*Work required:* Each line of the records containing "building" is to be copied out and returned.

*Records for this exercise:*
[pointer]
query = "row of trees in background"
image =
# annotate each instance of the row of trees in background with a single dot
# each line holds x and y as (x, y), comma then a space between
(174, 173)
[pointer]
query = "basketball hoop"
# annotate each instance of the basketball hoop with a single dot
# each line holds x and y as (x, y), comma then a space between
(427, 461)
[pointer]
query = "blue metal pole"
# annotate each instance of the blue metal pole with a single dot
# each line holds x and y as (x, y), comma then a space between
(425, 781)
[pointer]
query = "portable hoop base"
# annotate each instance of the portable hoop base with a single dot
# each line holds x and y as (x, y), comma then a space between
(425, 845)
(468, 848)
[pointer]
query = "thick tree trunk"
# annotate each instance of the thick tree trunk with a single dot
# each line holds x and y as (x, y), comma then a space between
==
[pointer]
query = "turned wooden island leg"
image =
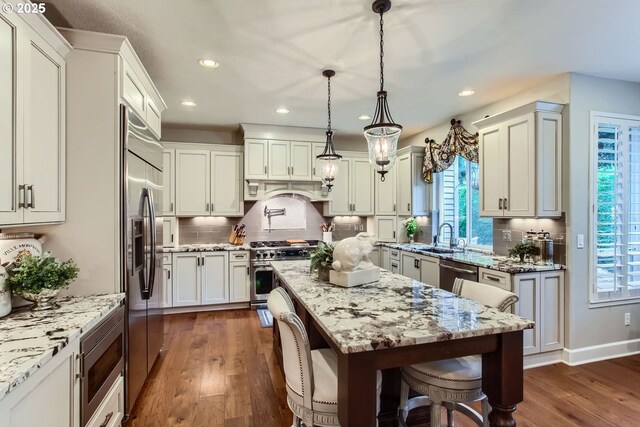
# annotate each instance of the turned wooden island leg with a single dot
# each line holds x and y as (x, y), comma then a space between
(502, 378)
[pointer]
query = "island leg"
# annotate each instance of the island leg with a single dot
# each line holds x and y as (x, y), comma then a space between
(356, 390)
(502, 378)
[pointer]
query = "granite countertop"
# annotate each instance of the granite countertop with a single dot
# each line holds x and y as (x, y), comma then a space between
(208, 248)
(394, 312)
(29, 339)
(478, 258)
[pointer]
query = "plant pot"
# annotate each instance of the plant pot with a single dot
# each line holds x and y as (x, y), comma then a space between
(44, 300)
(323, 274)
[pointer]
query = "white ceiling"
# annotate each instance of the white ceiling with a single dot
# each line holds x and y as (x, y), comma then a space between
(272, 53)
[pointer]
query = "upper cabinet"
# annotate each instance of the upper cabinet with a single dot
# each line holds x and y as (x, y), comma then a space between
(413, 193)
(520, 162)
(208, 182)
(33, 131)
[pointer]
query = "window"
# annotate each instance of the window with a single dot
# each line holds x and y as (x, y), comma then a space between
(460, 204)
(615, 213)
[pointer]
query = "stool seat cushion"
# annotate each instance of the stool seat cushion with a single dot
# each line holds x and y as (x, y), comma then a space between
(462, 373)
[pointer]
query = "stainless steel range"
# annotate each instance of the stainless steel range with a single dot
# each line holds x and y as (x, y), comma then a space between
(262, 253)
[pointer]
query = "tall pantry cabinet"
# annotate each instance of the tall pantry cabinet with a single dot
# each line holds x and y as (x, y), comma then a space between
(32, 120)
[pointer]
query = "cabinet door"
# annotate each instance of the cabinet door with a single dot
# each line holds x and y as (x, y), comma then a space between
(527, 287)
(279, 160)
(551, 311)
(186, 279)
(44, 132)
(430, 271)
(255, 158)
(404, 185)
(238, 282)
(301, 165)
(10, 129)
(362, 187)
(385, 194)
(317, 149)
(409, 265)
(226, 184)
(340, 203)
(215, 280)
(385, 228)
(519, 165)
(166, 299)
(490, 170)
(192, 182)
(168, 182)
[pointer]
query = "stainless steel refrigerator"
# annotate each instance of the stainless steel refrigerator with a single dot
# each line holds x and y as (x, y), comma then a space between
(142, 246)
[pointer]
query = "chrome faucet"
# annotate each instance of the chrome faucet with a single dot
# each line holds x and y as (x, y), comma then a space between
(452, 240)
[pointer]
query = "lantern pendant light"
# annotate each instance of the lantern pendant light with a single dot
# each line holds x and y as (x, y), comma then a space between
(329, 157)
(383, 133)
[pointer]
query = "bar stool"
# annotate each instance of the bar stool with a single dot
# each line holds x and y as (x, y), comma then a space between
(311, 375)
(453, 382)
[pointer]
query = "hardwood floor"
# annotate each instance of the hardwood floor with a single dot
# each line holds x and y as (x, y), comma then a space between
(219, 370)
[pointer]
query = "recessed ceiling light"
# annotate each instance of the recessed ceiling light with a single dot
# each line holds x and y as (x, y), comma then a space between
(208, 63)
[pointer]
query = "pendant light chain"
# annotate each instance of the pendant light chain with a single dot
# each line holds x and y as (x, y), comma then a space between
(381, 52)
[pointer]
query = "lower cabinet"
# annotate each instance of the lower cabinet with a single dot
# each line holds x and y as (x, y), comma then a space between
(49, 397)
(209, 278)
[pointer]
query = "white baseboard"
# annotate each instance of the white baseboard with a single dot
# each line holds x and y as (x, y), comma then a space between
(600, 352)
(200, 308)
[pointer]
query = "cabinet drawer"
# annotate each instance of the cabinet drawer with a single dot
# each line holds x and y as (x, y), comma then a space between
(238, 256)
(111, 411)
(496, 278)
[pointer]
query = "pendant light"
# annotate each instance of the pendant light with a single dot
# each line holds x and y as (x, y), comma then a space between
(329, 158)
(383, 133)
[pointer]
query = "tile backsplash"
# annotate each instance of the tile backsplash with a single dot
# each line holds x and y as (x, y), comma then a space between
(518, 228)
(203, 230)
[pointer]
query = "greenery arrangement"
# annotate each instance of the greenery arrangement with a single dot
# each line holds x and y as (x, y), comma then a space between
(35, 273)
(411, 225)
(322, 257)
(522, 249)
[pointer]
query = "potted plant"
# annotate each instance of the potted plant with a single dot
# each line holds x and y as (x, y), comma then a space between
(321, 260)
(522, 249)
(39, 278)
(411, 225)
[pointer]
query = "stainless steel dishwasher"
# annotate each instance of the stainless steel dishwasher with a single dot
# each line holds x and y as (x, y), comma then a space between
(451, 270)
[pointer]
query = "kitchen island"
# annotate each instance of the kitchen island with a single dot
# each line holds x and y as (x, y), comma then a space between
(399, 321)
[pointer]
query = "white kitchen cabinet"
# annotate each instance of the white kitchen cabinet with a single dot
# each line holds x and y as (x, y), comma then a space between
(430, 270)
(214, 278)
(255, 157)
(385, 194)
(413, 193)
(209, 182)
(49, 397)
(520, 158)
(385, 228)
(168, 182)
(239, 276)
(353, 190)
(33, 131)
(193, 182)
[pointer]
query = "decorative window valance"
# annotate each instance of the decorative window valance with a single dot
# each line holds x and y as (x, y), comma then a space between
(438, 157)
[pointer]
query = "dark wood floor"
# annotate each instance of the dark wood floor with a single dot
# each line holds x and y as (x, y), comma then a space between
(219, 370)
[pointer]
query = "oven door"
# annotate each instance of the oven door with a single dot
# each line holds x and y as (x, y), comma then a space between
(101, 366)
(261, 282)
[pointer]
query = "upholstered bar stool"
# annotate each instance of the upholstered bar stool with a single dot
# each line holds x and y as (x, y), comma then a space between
...
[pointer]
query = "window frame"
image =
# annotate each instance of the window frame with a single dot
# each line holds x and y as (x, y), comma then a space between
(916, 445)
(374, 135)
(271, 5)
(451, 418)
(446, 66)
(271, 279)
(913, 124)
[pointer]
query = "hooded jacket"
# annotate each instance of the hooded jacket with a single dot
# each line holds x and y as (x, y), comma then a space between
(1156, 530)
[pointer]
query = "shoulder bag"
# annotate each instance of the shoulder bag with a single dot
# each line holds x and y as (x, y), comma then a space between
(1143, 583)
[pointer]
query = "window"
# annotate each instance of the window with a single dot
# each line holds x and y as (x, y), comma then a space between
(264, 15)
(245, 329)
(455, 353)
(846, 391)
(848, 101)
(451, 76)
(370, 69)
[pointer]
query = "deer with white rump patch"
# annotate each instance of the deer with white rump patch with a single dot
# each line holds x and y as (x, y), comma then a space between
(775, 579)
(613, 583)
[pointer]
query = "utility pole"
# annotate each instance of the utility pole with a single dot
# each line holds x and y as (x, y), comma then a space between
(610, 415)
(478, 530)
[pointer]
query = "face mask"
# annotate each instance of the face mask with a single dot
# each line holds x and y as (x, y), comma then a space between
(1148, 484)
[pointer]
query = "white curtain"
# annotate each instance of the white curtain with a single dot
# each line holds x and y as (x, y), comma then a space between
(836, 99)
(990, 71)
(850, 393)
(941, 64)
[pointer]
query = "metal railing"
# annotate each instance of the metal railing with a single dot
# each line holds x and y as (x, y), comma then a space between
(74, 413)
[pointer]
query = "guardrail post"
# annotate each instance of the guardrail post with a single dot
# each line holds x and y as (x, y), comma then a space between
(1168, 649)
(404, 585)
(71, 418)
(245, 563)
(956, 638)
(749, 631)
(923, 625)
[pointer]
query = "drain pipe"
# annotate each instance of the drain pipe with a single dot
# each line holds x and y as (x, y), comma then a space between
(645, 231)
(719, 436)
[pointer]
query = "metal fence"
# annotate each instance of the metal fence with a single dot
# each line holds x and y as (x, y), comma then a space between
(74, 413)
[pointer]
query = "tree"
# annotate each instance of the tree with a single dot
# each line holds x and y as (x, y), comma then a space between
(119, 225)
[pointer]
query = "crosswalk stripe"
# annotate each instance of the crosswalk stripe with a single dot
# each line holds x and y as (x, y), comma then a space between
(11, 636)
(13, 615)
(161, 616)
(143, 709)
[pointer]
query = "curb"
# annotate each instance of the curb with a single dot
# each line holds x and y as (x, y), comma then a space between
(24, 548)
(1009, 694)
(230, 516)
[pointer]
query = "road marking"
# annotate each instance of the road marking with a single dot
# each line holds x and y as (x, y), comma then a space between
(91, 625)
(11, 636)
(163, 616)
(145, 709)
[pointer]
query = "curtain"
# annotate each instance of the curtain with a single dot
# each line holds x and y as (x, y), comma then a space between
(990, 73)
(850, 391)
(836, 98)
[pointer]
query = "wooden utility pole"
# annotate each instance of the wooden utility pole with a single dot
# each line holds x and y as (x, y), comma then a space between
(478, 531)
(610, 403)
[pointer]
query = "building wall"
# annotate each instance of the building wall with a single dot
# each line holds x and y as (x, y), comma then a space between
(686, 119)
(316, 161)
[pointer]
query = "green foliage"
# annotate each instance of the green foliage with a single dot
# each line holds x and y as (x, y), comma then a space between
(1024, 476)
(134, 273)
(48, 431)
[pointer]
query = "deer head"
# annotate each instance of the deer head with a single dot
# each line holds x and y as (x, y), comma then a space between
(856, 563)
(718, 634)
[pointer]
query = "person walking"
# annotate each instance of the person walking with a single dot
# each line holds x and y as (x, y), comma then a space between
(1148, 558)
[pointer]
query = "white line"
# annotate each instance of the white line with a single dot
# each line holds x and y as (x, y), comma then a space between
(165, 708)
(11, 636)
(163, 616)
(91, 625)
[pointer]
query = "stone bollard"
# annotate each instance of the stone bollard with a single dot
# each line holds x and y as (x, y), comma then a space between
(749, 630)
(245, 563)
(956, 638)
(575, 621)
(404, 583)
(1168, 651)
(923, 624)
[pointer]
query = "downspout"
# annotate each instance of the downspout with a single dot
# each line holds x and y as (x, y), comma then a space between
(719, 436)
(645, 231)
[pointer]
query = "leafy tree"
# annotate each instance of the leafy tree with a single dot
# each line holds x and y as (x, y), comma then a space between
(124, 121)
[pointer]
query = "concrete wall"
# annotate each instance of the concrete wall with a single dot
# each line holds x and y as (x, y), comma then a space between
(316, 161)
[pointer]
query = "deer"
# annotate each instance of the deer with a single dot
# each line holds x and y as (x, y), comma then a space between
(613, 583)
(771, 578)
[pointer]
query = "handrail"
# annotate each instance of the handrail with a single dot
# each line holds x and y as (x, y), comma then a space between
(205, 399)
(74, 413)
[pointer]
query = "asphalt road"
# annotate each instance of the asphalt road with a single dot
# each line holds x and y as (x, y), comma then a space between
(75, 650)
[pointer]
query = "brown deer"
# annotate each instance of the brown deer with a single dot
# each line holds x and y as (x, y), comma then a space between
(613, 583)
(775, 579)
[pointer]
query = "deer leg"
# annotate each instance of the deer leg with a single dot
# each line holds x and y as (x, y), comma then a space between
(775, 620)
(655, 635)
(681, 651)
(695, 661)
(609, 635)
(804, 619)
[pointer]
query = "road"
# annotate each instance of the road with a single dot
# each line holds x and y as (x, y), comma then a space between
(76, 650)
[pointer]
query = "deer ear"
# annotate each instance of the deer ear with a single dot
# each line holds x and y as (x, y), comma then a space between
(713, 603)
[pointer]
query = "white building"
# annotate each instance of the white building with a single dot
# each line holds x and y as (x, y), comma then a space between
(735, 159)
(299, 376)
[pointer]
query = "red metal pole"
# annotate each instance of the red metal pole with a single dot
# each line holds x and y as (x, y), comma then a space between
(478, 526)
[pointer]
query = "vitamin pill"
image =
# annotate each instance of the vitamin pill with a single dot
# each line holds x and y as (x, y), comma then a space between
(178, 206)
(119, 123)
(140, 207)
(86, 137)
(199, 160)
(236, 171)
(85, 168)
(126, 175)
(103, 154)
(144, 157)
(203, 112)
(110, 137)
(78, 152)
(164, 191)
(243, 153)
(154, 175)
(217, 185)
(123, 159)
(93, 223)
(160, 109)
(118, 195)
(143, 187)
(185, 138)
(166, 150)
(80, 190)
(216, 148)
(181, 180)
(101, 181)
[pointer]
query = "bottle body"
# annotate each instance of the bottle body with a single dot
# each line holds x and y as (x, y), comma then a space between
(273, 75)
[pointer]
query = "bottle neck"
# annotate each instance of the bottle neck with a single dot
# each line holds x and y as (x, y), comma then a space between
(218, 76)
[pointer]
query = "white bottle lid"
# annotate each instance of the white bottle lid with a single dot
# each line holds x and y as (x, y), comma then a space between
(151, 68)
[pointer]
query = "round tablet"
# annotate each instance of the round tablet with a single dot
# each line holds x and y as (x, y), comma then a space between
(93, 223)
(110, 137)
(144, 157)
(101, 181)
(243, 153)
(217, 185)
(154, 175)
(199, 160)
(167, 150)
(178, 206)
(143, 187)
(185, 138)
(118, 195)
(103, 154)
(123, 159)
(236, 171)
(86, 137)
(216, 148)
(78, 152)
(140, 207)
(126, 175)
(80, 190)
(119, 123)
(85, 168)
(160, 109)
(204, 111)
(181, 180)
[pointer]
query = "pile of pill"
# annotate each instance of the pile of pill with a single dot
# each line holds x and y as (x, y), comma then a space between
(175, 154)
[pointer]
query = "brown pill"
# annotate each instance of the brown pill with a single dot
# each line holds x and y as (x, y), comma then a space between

*Exercise output:*
query = "building wall"
# annotate each instance of the building wall with a single dot
query = "white building"
# annotate each instance of the white building with a single dot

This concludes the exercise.